[Exercise passage]
————
Unless you’re a real film buff, the name Jeremy Thomas might not mean anything to you. But it should. He is one of the producers behind some of the more acclaimed (1987’s The Last Emperor), the more audacious (2010’s 13 Assassins) and the more salacious (1996’s Crash) movies of the last 40 years.
A true independent, Thomas is at once the progeny of British cinema royalty — his father and uncle were behind the immensely popular Doctor and Carry On series — and a punk subversive whose interest in sex, politics and automobiles shaped the movies he produced just as corporatization was beginning to take hold.
This makes Thomas an ideal subject for the movie-mad documentarian Mark Cousins. His latest, The Storms of Jeremy Thomas, is a delightful and informative road film through the life and career of the British producer.
————
(Stored items)
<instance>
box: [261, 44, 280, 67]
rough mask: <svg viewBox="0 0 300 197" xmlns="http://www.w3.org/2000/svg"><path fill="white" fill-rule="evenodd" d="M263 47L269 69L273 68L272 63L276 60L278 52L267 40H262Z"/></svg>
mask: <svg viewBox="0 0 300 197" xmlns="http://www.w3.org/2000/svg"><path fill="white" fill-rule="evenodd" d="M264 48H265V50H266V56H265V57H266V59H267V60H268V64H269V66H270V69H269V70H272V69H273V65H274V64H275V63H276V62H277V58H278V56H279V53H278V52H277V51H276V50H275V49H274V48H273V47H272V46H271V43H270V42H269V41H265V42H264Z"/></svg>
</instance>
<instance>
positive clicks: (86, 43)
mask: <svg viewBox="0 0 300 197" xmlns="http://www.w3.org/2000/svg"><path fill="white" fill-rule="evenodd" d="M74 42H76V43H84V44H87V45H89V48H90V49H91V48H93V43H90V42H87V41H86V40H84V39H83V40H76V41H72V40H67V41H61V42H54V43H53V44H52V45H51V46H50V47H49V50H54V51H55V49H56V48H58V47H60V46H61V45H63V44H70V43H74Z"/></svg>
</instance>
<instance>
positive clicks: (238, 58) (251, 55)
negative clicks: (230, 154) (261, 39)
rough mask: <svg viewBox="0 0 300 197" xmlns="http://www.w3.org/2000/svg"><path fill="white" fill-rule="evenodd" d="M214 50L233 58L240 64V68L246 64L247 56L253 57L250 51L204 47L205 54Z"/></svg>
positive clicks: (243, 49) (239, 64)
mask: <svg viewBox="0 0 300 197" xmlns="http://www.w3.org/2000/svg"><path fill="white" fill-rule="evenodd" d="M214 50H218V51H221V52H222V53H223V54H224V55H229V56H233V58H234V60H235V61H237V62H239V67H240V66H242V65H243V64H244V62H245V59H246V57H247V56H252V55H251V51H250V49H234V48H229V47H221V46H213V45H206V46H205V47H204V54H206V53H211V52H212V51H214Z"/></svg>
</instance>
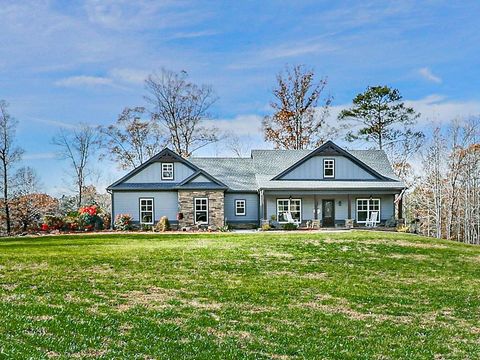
————
[What you need to do]
Reproduce word for word the part of the passage about producer Jeremy Thomas that lies between "Unless you’re a" and "last 40 years.", inclusive. The listing has no part in this exercise.

[Reply]
Unless you’re a real film buff, the name Jeremy Thomas might not mean anything to you. But it should. He is one of the producers behind some of the more acclaimed (1987’s The Last Emperor), the more audacious (2010’s 13 Assassins) and the more salacious (1996’s Crash) movies of the last 40 years.